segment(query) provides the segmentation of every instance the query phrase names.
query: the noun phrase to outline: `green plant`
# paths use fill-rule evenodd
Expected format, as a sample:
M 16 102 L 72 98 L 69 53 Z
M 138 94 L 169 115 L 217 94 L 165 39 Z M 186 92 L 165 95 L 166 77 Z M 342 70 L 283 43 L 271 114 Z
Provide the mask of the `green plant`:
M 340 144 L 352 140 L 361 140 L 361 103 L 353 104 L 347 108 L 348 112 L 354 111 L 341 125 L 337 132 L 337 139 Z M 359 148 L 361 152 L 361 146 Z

+-------+

Copy all of the data above, character for character.

segment(query) provides the segmentation of every instance the query phrase names.
query: the noun phrase to outline: `green plant`
# paths use fill-rule evenodd
Expected format, as a sample:
M 16 102 L 72 98 L 69 53 Z
M 138 94 L 169 115 L 217 94 L 165 39 Z M 186 92 L 165 95 L 166 77 Z M 342 70 L 283 43 L 271 114 Z
Provide the mask of the `green plant`:
M 340 144 L 352 140 L 361 140 L 361 103 L 353 104 L 347 108 L 348 112 L 354 111 L 341 125 L 337 132 L 337 139 Z M 359 148 L 361 152 L 361 146 Z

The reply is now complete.